Extract to read:
There are more lighter books and thrillers on this list than I normally read, so I’m thrilled to find some new authors that work for me in those genres.

This list does NOT include debut authors…since I already honored them in my Best Debuts of 2018 list.

This post contains affiliate links (plus: here’s your Amazon Smile-specific affiliate link), through which I make a small commission when you make a purchase (at no cost to you!).

12 New-To-Me Authors I Read in 2018

Elliot Ackerman (Waiting for EdenMy Review)
Waiting for Eden was my #1 book of 2018. I loved his spare, but powerful writing style and his 2017 novel, Dark at the Crossing, is calling my name.

Alafair Burke (The Wife, My Review)
Y’all know I’ve been frustrated by thrillers with outlandish plot twists and I was thrilled to find that The Wife was a compelling, straight-up thriller with no gimmicks. And, she has a new book (The Better Sister) coming out in April 2019!

Katherine Center (How to Walk AwayMy Review)
I didn’t think I was going to like How to Walk Away because it’s completely out of my wheelhouse, but it was a nice surprise! And, just like Alafair Burke, Center has a new book (Things You Save in a Fire) coming out in August 2019!

Anne Lamott (Bird by Bird: Some Instructions on Writing and LifeMy Review)

Dataset extract:
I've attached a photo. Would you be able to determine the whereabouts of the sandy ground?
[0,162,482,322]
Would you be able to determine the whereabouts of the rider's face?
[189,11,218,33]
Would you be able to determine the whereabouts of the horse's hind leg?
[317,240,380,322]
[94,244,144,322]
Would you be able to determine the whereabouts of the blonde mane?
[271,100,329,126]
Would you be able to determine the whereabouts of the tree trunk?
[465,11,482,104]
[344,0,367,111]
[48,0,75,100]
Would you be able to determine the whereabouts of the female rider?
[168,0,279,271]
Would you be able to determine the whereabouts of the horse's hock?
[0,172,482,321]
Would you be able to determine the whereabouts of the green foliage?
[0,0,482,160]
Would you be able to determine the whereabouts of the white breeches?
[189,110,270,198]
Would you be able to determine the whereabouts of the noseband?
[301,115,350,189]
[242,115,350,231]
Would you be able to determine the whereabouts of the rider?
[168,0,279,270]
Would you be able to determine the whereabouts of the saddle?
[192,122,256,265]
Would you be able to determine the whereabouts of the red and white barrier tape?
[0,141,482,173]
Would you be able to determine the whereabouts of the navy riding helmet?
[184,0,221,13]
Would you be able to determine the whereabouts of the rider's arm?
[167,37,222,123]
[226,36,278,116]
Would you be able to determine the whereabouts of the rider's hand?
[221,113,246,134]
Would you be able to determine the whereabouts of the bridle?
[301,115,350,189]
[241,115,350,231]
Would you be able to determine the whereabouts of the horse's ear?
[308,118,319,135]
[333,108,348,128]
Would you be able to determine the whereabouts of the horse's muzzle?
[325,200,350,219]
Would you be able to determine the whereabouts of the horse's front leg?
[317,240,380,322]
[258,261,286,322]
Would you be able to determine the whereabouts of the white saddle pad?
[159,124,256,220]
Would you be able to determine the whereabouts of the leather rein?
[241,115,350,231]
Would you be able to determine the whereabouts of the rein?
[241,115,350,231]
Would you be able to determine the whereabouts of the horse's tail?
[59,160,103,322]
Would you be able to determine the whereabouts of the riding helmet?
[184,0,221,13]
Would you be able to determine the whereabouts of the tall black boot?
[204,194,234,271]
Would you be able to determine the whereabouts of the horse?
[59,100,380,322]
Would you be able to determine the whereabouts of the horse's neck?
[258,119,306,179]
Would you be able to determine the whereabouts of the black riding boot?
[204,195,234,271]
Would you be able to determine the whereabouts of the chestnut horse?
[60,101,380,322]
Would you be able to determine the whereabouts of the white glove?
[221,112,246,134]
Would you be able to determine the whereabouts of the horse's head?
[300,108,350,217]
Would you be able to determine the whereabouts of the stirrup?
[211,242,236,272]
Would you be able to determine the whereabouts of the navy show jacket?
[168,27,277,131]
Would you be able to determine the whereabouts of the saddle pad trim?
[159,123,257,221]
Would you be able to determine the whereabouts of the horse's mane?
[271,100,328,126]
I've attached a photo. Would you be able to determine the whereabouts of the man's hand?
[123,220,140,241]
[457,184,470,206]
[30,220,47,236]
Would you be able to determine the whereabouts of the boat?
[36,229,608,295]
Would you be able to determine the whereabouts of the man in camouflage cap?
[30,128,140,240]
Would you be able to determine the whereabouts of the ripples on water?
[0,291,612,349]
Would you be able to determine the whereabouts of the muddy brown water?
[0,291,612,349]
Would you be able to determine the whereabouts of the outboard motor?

What is being asked: Continue the blog post about authors the writer read for the first time in 2018 from the point where it stops.

Result of the exercise:
Can y’all believe I’m just now getting to Anne Lamott?! I thought she’d be serious since she writes with a bit of a religious lens, but she’s super relatable and funny! I’ve got the audio of her memoir about her son’s first year of life (Operating Instructions) on pre-order from Libro.fm.

Laura Lippman (SunburnMy Review)
I’m always excited to find a new thriller author I like since I’m so picky about them, but I loved the noir, “who can you trust?” vibe of Sunburn. And, she’s got an extensive backlist for me to dig into.

Rebecca Makkai (The Great BelieversMy Review
I know Makkai is kind of a critical darling, especially for her short stories, but I’d never read her before. You can bet I’ll read her again, though…since The Great Believers was one of my Best Books of 2018!

Maggie O’Farrell (I Am, I Am, I Am)
Like with Tayari Jones, I made sure to fit in a second Maggie O’Farrell book (This Must Be the Place) just recently…and loved it! And, I still have Instructions for a Heatwave on my TBR list.

Camille Pagan (Woman Last Seen in Her Thirties)
2018 was a good year for finding excellent “smart Brain Candy” authors and Camille Pagan is one of those. Thanks to Ashley Spivey for putting her on my radar and I fit in one of her backlist novels (Forever is the Worst Long Time) this year as well.

Jo Piazza (Charlotte Walsh Likes to Win, My Review)
Catherine at Gilmore Guide to Books has been telling me to read Piazza’s Fitness Junkie ever since it came out. I haven’t gotten to that one yet, but did love Charlotte Walsh Likes to Win and am currently listening to her memoir about her first year of marriage, How to Be Married.

Tayari Jones (An American MarriageMy Review)
Just like Oprah, I loved Jones’ runaway hit An American Marriage. I fit in one of her backlist titles, Silver Sparrow, just recently and I think I loved it just as much as An American Marriage!

Iain Reid (FoeMy Review)
I missed Reid’s debut novel, I’m Thinking of Ending Things, but Foe had a compelling sense of creepiness and “what is going on?”-ness. I also just noticed Reid has written two memoirs.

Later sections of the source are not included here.